▸ Exercise prompt:
Comb the records below for the string "image" and copy each line where it turns up.

▸ Input records:
****
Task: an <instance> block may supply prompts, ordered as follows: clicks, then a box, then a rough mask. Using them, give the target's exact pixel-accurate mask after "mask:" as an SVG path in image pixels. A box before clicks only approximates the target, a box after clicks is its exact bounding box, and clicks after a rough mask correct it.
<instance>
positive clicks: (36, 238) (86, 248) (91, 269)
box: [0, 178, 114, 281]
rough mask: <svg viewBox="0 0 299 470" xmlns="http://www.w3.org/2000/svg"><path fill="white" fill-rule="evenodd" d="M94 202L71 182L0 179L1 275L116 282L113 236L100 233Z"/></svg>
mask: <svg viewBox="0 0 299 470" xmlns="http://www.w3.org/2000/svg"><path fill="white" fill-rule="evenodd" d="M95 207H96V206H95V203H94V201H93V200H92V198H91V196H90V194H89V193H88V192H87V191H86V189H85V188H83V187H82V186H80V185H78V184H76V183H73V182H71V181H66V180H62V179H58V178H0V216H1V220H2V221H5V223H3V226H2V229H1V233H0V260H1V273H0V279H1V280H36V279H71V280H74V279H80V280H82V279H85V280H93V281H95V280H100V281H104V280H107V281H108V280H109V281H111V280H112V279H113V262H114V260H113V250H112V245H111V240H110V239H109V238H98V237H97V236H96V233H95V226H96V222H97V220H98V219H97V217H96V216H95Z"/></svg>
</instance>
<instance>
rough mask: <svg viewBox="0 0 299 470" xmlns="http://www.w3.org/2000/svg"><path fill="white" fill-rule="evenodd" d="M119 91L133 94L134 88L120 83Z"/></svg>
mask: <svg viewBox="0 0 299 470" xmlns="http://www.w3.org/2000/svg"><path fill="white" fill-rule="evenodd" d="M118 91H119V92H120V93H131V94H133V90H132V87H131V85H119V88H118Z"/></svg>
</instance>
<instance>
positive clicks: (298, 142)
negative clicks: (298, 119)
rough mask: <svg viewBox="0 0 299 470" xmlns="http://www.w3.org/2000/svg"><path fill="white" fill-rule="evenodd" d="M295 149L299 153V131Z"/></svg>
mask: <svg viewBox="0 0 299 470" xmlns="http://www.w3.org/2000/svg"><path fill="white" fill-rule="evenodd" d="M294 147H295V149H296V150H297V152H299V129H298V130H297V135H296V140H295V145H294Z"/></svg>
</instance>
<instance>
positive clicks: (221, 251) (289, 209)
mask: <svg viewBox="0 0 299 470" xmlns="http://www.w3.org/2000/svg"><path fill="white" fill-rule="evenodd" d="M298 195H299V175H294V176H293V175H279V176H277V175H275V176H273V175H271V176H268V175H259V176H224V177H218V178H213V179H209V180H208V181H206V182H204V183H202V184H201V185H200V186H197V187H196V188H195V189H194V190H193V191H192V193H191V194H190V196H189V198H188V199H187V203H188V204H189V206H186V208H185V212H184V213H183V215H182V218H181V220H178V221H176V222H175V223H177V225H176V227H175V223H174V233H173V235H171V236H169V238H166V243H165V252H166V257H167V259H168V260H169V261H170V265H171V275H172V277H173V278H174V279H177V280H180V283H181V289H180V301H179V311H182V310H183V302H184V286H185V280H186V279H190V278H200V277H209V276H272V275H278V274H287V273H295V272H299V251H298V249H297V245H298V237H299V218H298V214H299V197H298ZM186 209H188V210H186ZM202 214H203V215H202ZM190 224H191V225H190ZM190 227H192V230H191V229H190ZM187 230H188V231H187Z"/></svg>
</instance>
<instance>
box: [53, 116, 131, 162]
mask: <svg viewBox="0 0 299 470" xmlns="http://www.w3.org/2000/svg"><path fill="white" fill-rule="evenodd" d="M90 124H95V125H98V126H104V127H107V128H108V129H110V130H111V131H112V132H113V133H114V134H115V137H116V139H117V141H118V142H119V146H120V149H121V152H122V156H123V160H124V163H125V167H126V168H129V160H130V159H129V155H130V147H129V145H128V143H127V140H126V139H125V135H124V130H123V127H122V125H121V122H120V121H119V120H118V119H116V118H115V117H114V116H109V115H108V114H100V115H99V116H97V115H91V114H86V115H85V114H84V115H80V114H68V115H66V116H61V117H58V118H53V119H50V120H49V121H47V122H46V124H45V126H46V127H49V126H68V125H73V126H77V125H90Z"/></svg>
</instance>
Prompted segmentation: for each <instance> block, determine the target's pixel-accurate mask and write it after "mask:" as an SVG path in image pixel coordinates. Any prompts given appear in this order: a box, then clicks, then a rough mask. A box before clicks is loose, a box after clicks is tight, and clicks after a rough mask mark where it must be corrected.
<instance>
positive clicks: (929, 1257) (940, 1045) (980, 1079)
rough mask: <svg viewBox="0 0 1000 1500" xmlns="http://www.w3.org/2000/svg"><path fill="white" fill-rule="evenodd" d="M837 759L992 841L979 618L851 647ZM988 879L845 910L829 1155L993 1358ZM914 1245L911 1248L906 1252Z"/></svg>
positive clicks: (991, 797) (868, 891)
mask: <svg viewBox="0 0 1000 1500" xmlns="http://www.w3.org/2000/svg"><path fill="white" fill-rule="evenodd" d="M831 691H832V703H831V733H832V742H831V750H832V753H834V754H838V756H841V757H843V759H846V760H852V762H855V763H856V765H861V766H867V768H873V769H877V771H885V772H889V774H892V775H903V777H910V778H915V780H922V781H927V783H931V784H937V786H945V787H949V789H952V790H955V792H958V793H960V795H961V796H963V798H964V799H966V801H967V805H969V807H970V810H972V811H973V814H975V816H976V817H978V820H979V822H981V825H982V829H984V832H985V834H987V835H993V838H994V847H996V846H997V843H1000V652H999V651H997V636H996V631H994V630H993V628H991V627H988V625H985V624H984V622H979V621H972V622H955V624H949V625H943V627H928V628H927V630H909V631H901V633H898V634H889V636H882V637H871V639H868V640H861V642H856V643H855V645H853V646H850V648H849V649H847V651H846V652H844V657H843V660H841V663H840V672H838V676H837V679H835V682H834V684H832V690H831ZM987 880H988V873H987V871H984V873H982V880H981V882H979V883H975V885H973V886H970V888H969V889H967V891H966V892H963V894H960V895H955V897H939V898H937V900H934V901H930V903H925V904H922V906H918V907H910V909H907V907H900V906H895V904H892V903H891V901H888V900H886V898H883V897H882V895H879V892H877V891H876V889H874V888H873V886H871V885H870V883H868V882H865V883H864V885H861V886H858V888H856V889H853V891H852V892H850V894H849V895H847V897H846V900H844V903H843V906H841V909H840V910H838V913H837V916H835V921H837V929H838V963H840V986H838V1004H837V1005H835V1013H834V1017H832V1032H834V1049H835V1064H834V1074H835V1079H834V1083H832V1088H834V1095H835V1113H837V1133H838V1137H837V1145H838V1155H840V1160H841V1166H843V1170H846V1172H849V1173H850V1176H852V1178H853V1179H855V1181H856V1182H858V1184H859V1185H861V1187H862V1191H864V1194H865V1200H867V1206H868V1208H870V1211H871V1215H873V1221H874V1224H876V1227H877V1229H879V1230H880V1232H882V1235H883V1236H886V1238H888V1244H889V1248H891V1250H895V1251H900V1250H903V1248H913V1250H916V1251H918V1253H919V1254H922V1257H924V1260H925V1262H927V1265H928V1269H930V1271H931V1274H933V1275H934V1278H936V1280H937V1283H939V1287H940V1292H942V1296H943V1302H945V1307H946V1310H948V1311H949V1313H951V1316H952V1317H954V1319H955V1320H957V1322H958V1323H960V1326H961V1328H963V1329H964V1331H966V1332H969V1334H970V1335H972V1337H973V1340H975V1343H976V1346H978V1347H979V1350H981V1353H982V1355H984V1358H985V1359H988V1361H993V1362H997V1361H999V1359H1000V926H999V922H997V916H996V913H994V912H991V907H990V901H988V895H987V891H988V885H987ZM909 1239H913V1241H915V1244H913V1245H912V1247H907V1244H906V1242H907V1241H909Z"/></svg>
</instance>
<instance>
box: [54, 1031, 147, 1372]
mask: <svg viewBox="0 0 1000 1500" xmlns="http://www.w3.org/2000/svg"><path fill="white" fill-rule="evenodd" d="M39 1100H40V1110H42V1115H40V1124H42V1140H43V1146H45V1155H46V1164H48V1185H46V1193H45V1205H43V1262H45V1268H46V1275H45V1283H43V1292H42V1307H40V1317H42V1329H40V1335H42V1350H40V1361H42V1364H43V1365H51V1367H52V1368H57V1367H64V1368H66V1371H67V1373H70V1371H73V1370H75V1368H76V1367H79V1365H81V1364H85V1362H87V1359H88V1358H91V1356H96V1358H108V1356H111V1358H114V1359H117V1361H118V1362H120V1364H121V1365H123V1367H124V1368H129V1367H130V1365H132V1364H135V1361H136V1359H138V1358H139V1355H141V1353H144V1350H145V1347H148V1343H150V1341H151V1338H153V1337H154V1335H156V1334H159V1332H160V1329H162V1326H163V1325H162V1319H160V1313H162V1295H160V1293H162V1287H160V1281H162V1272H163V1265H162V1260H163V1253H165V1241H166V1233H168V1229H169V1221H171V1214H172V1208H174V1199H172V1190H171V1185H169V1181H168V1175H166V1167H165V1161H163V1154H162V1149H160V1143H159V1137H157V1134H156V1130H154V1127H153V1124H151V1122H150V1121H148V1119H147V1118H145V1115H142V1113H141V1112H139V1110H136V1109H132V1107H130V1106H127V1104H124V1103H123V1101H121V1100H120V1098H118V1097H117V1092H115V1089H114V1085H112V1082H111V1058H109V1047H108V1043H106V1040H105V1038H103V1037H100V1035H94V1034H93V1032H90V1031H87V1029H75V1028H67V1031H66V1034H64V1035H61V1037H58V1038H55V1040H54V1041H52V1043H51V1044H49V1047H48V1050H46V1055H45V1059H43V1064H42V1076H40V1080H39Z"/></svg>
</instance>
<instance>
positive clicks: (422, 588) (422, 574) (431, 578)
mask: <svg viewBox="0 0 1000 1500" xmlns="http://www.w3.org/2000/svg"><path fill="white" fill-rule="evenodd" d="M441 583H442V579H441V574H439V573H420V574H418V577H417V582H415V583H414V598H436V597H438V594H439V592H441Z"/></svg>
****
▸ Output for this task:
Task: an <instance> block may supply prompts, ordered as follows: clicks, then a box, then a rough mask. Using them, give the target's exact pixel-accurate mask after "mask:" as an SVG path in image pixels. A box before clicks only approximates the target, a box after clicks is its exact bounding box, and clicks after a rough mask correct it.
Prompted segmentation: for each <instance> block, determine the target's pixel-accurate mask and write it after "mask:" as an SVG path in image pixel coordinates. Any prompts given appear in this order: a box, then clicks, then a rough mask. A box before clicks is loose, a box after clicks is tight, and clicks after a rough mask mark where it must be corrected.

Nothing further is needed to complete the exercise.